DEINE AUFGABE » Gib an, wie viele Zeilen der folgenden Einträge die Zeichenfolge "path" enthalten. Nenne dabei nur die Zahl.

____

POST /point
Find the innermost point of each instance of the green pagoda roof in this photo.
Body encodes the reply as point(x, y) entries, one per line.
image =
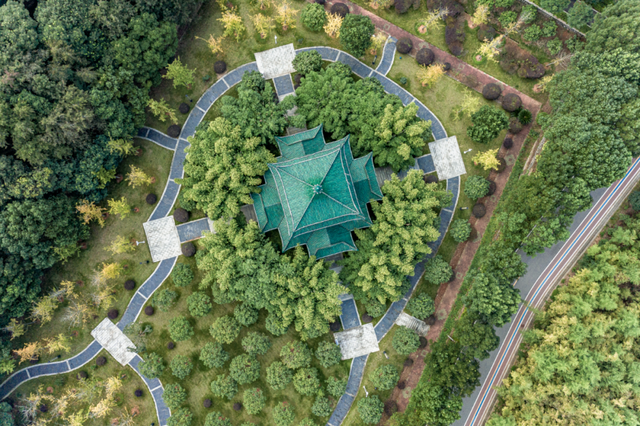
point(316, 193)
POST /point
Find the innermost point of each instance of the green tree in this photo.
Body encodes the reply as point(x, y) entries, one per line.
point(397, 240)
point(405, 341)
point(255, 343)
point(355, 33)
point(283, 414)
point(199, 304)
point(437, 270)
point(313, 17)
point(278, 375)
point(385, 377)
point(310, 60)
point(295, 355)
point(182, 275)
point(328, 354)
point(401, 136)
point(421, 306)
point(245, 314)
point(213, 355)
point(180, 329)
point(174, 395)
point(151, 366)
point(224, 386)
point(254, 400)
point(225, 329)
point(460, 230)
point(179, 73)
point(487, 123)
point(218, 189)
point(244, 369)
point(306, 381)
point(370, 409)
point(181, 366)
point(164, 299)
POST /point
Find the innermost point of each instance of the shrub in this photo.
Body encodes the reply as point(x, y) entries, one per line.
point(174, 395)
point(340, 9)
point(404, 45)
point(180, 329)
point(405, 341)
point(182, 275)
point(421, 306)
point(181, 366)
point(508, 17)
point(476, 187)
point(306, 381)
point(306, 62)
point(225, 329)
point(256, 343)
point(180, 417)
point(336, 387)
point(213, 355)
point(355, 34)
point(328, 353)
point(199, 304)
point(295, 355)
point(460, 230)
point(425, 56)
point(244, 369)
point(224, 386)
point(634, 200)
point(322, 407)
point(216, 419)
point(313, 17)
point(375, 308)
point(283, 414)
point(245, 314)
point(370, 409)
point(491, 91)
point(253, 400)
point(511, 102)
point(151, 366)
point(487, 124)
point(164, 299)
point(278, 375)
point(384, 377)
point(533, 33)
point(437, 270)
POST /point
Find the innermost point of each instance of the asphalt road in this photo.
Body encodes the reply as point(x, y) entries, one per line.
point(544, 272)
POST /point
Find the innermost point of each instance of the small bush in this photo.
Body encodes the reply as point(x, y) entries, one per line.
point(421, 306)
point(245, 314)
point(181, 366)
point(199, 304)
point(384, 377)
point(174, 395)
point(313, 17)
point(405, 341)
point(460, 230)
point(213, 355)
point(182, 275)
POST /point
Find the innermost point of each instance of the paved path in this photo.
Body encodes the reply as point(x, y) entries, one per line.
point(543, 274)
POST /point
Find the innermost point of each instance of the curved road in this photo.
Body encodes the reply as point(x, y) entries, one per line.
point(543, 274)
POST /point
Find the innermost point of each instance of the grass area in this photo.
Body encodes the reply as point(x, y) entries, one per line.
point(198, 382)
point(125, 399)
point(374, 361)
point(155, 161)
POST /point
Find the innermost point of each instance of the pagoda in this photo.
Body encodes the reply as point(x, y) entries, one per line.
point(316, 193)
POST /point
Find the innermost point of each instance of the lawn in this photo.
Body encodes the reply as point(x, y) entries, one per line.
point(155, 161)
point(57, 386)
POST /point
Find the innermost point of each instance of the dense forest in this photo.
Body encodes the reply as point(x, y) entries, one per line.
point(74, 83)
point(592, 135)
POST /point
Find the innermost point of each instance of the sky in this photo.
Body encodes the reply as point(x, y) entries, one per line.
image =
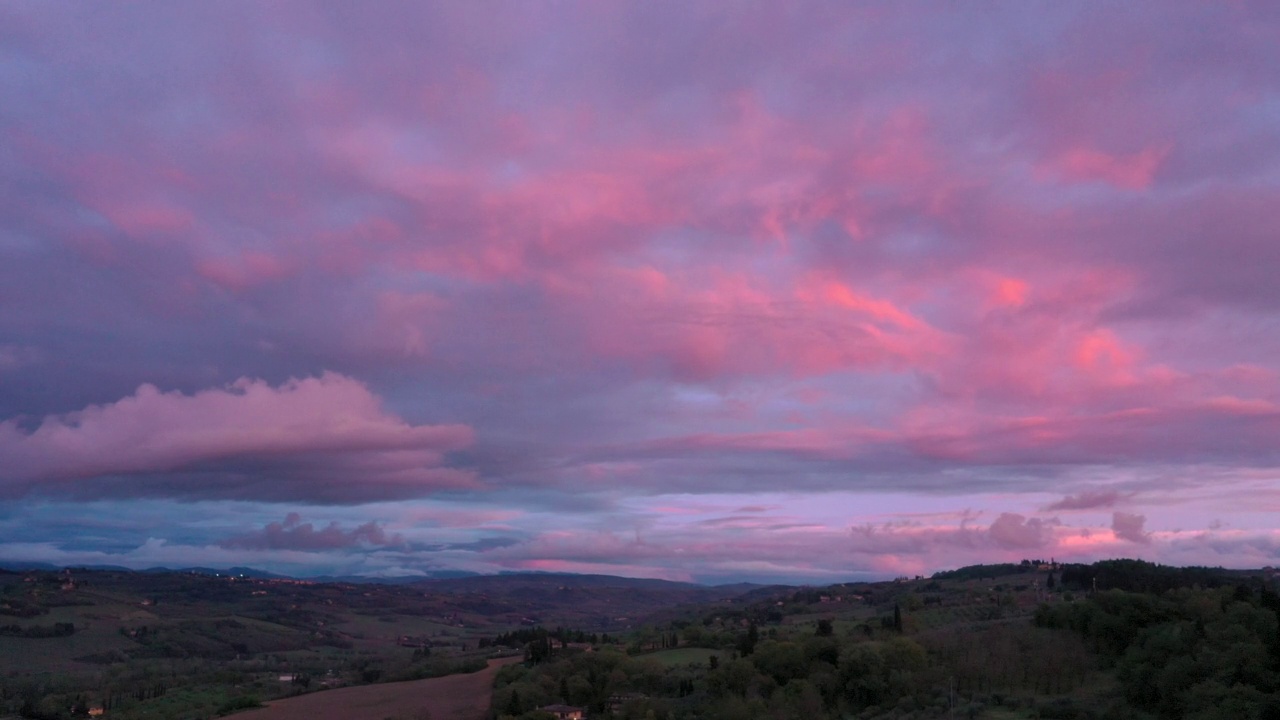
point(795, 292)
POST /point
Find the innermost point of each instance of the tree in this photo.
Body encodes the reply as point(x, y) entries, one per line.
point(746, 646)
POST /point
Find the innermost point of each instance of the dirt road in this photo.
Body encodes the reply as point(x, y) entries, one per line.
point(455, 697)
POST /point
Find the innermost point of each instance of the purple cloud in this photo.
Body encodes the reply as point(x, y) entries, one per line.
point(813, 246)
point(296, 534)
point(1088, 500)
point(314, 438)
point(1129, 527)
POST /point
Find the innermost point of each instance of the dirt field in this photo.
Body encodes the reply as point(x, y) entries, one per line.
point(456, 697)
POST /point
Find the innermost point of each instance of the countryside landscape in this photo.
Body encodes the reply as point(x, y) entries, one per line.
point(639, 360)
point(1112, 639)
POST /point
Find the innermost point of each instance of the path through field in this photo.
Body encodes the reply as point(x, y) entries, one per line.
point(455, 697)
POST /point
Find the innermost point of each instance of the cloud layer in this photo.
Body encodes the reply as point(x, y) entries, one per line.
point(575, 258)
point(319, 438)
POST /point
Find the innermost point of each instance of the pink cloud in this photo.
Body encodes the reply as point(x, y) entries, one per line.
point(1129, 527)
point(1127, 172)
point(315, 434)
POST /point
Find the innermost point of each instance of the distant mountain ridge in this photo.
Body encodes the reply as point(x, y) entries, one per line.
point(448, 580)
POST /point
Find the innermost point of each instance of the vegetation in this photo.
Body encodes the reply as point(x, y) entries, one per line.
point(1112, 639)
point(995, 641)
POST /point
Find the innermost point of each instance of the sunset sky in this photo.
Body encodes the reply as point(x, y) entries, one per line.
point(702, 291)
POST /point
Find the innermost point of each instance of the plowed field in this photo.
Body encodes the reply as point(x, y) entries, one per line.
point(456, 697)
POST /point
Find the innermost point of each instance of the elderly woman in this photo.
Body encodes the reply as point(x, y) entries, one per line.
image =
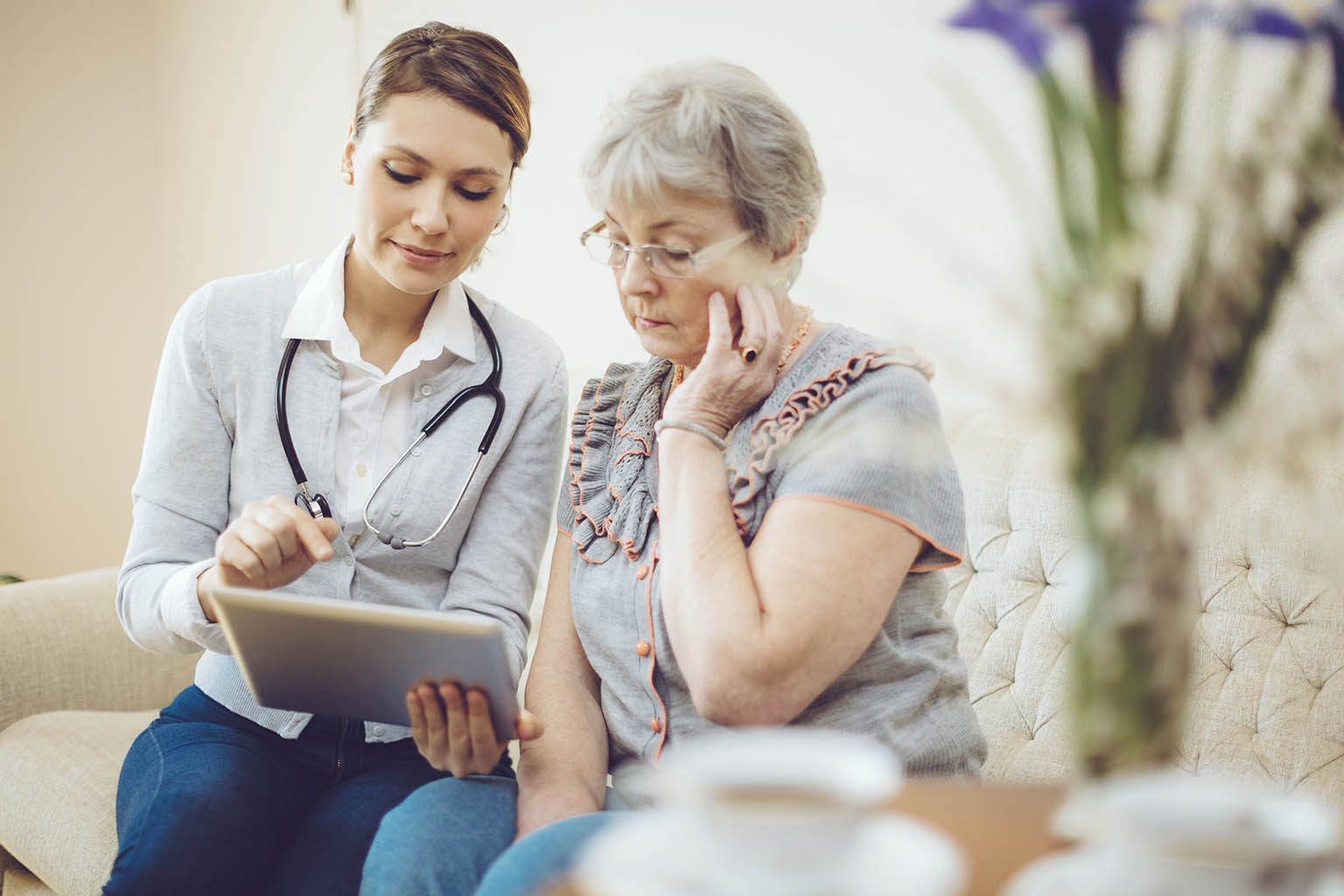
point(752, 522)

____

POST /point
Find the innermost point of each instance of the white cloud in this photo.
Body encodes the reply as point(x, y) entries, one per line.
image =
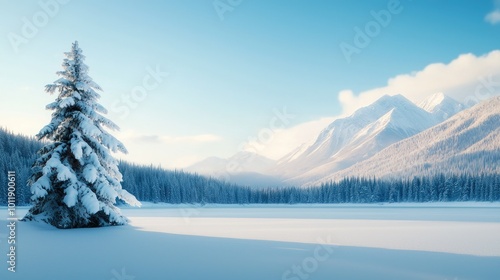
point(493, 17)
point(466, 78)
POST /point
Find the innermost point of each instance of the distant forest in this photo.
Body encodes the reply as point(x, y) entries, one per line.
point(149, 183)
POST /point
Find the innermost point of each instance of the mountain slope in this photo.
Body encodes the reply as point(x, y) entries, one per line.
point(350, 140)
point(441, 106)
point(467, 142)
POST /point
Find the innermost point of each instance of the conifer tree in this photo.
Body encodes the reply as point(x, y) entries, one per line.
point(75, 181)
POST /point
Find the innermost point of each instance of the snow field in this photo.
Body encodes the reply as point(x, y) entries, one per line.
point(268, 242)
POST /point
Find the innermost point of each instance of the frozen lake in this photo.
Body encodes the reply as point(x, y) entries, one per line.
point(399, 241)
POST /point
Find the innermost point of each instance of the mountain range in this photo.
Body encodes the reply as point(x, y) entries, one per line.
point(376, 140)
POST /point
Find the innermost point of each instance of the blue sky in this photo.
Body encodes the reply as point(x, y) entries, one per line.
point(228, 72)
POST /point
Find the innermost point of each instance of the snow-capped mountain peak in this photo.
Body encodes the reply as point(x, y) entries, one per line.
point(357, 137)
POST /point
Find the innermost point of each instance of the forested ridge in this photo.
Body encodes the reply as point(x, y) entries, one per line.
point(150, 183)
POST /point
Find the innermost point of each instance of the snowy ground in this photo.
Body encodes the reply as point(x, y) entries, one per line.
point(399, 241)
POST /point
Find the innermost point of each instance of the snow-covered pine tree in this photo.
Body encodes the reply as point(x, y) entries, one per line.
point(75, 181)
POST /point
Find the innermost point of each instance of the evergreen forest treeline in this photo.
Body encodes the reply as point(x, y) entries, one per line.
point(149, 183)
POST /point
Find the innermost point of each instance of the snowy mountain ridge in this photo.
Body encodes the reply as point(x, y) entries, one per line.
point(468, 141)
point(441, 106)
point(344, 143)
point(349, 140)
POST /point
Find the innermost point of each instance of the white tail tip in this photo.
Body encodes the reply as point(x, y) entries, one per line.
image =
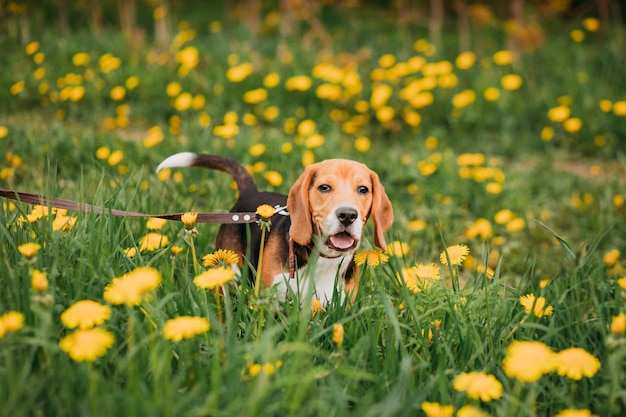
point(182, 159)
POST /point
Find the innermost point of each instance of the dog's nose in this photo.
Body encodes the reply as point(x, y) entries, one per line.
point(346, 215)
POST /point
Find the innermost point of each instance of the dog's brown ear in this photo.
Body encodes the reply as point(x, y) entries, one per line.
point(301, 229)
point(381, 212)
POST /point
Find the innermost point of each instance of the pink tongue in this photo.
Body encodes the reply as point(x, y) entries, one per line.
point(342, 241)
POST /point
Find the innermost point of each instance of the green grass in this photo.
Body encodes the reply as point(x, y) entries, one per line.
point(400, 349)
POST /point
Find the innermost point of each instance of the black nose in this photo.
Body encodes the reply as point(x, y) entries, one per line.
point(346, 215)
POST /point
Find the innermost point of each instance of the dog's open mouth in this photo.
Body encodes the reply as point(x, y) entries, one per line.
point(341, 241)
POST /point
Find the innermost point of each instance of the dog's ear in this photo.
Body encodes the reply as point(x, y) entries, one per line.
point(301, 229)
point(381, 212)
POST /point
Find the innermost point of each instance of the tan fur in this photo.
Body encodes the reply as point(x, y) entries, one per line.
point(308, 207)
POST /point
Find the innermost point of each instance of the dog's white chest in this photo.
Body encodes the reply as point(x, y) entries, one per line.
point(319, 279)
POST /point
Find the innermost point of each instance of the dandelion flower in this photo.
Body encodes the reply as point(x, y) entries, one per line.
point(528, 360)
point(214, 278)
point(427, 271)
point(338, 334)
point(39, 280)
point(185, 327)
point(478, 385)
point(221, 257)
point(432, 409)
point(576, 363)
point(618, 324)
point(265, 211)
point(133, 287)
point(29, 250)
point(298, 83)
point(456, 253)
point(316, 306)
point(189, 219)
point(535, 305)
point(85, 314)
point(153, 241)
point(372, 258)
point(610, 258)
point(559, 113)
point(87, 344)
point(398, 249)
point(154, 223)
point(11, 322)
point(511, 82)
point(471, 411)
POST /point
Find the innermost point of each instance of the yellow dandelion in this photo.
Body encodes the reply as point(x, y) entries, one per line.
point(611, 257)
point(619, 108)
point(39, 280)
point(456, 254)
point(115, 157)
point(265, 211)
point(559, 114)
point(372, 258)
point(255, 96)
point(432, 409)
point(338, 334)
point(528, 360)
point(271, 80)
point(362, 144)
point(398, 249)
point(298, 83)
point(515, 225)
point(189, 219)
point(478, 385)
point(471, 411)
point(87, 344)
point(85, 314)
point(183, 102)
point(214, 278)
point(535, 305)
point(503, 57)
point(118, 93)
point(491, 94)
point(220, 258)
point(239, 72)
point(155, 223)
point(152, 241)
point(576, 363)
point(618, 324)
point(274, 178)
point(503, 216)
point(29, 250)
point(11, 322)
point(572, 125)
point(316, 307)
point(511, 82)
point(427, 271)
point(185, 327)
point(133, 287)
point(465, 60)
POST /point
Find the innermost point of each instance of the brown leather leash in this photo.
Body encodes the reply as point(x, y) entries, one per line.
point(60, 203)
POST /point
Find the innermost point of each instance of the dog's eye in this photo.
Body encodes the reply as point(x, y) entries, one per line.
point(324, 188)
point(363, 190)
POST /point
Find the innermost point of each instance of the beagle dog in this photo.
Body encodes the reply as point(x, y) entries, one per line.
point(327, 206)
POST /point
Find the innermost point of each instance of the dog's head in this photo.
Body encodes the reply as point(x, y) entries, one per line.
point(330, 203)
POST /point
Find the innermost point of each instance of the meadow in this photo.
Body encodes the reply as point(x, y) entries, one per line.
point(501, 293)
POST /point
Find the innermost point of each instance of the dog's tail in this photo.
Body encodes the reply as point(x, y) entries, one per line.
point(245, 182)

____

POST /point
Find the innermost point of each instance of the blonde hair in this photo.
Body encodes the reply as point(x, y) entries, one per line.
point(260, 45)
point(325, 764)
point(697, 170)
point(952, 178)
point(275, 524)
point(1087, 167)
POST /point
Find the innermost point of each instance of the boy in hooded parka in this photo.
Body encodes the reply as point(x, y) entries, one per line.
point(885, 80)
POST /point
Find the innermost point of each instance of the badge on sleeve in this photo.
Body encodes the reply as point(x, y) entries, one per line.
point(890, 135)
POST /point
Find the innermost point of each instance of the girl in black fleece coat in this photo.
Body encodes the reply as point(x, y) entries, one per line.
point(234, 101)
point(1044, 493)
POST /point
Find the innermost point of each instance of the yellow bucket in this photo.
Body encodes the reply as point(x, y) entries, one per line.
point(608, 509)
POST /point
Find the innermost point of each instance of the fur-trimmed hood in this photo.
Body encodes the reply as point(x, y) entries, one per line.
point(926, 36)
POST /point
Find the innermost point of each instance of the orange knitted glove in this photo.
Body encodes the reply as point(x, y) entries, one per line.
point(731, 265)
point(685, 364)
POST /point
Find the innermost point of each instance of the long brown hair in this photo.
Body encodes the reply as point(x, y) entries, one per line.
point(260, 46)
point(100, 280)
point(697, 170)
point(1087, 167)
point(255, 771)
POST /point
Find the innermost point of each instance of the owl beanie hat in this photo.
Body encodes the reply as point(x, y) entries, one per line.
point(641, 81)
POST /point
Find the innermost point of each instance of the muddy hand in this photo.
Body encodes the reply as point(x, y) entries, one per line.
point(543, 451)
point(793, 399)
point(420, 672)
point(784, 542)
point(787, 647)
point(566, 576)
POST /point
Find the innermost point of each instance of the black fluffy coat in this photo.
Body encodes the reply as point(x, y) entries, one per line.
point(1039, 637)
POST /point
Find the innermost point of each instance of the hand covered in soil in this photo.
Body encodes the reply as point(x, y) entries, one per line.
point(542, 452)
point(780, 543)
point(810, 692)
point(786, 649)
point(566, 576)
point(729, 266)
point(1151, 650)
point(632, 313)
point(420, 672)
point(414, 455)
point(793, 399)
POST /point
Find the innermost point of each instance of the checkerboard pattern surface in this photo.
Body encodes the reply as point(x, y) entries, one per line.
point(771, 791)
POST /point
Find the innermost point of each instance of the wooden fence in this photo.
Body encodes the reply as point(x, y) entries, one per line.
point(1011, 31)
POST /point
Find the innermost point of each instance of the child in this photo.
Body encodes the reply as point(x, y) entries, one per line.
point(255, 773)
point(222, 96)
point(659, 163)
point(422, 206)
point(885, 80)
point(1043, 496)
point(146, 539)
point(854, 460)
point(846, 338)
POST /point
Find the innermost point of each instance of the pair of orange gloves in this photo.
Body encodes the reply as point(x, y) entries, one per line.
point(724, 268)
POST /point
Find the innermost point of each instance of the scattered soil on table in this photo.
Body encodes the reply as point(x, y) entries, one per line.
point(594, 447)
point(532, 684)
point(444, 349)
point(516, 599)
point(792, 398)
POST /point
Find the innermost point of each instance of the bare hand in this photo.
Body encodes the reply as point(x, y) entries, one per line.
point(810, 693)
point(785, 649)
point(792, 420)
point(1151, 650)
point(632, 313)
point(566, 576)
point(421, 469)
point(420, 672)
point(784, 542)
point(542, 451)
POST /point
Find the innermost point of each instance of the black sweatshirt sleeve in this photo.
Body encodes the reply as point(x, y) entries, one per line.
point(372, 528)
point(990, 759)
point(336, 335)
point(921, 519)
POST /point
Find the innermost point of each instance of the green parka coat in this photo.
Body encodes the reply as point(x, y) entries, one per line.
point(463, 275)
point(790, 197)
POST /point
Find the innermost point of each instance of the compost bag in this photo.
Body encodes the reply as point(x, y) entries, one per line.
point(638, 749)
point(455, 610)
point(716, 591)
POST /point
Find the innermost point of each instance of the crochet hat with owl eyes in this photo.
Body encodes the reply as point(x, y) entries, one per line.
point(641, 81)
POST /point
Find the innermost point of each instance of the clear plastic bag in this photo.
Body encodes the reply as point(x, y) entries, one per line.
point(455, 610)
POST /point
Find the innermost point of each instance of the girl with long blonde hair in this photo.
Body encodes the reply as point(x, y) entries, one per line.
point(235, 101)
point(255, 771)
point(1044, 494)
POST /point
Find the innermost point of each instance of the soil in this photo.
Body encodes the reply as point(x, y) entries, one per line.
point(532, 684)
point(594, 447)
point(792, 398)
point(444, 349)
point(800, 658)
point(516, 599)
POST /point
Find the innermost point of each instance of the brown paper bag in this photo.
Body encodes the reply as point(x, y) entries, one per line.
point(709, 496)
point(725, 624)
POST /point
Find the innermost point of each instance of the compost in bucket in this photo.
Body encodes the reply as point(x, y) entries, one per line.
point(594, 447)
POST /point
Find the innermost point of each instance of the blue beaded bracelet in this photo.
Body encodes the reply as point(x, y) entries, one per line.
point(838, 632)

____

DIE LÖSUNG » 2